Reproduce exactly the line in which "Mark the gray" occurs and all the lines after it, ending with the last line.

**Data for this task**
***

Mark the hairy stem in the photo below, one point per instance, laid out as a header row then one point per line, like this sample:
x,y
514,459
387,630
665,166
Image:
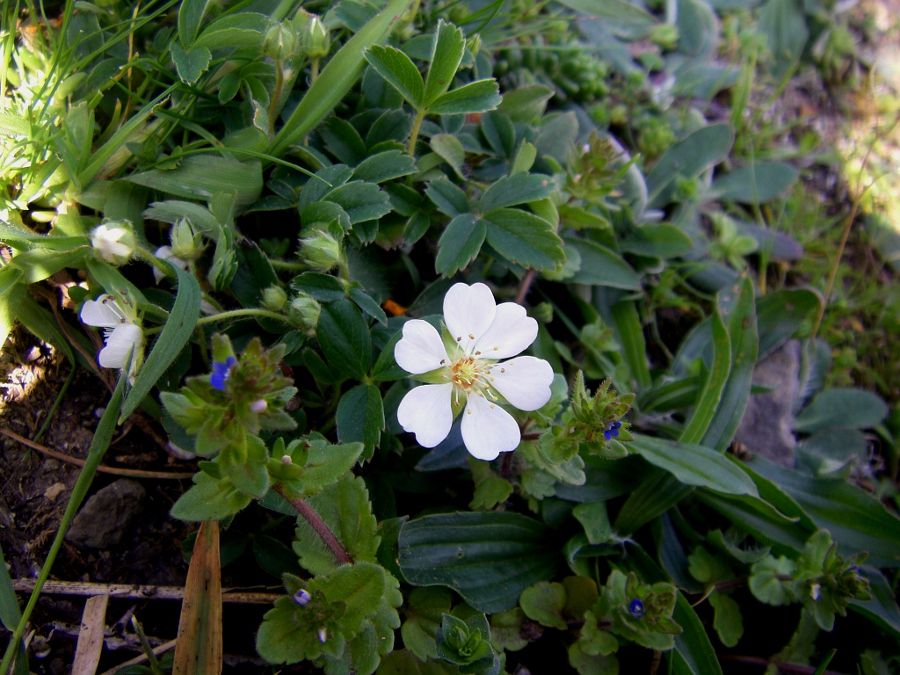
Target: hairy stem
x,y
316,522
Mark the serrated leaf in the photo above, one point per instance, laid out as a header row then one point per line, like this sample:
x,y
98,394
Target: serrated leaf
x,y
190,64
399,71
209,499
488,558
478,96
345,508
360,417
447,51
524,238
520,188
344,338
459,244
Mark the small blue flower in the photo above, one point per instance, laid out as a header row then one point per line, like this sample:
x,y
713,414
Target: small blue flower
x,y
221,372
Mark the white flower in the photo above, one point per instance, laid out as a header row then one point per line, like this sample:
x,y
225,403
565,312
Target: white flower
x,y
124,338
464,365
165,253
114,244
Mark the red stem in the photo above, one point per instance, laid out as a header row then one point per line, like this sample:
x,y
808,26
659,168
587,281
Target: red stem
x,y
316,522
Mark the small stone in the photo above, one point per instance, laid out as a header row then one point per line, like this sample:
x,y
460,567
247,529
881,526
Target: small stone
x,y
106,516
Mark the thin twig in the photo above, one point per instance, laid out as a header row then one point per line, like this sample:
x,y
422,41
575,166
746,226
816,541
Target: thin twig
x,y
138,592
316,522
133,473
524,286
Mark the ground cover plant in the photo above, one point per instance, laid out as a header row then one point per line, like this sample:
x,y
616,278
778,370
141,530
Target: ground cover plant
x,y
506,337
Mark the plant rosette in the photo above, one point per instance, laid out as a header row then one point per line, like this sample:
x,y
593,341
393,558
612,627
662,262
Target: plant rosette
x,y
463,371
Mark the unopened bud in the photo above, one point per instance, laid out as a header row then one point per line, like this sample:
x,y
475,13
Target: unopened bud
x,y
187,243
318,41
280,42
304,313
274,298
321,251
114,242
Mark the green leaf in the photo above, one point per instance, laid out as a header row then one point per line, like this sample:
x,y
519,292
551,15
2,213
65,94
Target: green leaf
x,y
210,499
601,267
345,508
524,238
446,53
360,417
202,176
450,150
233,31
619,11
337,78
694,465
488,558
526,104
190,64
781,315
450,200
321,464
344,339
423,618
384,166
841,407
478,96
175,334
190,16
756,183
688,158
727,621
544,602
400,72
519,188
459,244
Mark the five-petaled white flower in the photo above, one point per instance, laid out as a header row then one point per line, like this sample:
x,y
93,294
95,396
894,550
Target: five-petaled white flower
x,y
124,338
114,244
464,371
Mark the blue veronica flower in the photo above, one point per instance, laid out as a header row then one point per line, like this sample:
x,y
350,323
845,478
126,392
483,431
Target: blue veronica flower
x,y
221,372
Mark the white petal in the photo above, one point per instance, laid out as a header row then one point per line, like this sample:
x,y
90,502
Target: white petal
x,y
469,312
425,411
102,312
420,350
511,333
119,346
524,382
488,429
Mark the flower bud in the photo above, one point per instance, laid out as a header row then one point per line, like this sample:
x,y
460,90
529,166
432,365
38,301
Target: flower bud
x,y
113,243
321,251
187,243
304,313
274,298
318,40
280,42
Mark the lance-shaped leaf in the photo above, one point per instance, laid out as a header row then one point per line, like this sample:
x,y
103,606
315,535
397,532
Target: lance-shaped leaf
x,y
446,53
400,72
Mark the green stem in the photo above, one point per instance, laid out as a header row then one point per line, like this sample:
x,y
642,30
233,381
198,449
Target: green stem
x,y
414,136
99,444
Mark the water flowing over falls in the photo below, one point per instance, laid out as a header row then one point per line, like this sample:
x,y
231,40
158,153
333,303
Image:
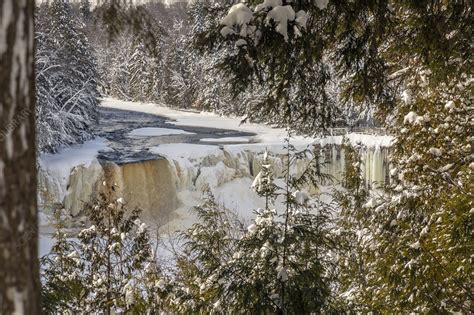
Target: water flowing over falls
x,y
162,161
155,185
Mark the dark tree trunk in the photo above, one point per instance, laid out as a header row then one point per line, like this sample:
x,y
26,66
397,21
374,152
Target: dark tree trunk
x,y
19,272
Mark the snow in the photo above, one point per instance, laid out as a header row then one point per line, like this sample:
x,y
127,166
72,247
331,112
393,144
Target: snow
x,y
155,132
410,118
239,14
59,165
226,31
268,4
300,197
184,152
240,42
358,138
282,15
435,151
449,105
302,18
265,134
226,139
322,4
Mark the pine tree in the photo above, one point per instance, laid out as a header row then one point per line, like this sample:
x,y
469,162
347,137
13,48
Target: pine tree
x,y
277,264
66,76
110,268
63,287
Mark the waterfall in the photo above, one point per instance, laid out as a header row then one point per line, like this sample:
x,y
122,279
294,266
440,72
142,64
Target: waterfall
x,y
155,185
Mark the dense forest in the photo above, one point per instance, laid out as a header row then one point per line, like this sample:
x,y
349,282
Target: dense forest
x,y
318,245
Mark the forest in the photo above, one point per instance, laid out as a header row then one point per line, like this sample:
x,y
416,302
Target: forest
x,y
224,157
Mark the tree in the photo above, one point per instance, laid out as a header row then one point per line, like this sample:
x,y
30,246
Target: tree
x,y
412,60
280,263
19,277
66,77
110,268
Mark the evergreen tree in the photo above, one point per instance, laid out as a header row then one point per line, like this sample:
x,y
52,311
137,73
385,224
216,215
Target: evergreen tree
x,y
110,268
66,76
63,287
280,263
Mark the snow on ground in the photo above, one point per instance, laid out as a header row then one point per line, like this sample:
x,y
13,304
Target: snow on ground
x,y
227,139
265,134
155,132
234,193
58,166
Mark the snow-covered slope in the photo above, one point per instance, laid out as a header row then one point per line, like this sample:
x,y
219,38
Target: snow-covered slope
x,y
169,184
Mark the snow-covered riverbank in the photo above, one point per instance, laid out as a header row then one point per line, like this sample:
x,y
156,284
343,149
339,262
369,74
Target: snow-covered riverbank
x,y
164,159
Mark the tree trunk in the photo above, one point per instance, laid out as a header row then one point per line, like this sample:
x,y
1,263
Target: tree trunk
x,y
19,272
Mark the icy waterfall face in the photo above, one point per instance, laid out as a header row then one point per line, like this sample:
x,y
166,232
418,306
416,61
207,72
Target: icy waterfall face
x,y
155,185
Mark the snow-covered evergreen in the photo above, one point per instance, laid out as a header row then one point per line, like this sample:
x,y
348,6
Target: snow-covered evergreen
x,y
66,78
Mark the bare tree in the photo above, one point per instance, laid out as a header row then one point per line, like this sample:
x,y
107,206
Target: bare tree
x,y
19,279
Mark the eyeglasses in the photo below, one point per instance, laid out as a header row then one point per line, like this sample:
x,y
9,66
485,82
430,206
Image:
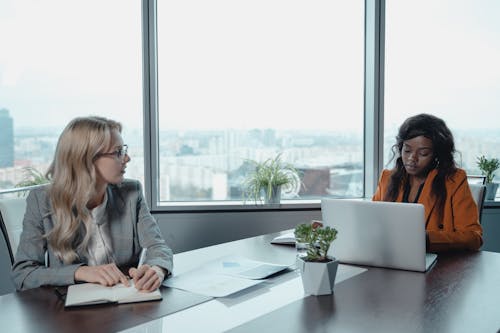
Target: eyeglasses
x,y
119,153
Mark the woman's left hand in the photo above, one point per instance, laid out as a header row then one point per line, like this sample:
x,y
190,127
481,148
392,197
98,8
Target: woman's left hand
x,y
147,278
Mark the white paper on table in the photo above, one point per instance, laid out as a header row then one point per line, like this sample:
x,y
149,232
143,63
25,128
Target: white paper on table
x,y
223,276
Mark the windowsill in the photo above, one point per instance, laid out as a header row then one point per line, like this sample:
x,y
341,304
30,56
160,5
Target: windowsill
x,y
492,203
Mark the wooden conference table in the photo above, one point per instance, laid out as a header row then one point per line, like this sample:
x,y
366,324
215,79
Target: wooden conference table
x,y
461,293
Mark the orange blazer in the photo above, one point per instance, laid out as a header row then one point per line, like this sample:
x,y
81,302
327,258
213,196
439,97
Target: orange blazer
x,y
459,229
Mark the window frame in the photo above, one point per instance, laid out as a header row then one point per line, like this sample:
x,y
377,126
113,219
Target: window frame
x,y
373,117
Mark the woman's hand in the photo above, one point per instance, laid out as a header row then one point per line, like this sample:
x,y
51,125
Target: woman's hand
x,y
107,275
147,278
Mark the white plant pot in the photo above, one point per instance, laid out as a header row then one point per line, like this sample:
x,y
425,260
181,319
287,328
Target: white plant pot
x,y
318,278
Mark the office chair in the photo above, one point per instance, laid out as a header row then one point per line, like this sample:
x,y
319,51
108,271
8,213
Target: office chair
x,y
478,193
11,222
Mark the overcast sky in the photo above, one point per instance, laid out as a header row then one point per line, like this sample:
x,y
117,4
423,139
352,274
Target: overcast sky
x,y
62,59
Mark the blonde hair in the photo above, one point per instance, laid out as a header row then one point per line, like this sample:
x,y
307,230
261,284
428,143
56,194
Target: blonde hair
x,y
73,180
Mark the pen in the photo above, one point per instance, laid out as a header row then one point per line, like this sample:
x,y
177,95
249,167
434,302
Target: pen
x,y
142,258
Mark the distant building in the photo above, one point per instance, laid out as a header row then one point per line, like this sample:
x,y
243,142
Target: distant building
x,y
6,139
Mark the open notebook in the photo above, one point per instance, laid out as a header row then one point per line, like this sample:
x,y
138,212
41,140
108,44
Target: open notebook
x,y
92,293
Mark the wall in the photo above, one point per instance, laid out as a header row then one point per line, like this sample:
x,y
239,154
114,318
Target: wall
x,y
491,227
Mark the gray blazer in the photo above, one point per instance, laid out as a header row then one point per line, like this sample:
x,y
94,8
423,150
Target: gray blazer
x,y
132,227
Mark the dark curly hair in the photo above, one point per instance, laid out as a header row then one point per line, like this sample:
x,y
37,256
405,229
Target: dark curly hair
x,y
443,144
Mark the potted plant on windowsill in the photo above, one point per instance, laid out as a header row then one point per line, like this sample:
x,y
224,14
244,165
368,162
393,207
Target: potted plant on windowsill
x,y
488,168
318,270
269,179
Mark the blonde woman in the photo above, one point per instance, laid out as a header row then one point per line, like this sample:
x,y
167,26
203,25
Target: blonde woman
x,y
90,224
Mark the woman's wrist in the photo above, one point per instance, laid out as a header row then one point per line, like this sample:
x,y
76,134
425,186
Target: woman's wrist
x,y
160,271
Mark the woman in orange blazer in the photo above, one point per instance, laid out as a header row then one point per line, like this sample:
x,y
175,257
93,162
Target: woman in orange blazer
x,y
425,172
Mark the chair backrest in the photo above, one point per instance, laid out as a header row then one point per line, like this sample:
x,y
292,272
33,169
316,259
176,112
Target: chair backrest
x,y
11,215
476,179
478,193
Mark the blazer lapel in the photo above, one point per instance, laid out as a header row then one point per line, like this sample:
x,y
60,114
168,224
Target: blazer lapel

***

**Written answer**
Mark the gray blazer in the photo above, one point per instance, laid out as a header row then one point per line, like this sample:
x,y
94,8
423,150
Target: gray blazer
x,y
132,227
Mark the dark curly hair in the photo above, one point per instance, laid out as a header row then one point per line, like this sample:
x,y
37,256
405,229
Target: dark curly hair
x,y
443,144
Mark the potted plant on windowsill in the photo above, one point per instance, laid out as a header row then one point per line, like this sample:
x,y
224,14
244,165
368,162
393,207
Target: potted plant on windowsill
x,y
488,168
318,270
269,179
Mark the blonde woman in the photo above, one point per instance, laid out as a header row then one point per line, like this sample:
x,y
167,26
203,25
Target: blonde woman
x,y
90,224
Mark the woman's wrist in the photo above, one point per instance, laid out as a header row then one point per line, like this sample:
x,y
76,134
425,186
Target: woman's wrist
x,y
160,271
Mark the woman in orange blazer in the photo above, one point per instance, laid out as a header row then one point per line, like this sample:
x,y
175,257
93,162
Target: woman in orange blazer
x,y
425,172
Mark the chair backrest in the photo above, one point per instance, laid out as a header row then one point per line, like this sample:
x,y
292,272
33,169
316,259
176,112
Target: chair backrest
x,y
11,215
476,179
478,193
Mark the blazer lapel in the photo above, one point per instance, laid out as a header row then one point per line, like this sample:
x,y
60,114
168,224
Target: blazer lapel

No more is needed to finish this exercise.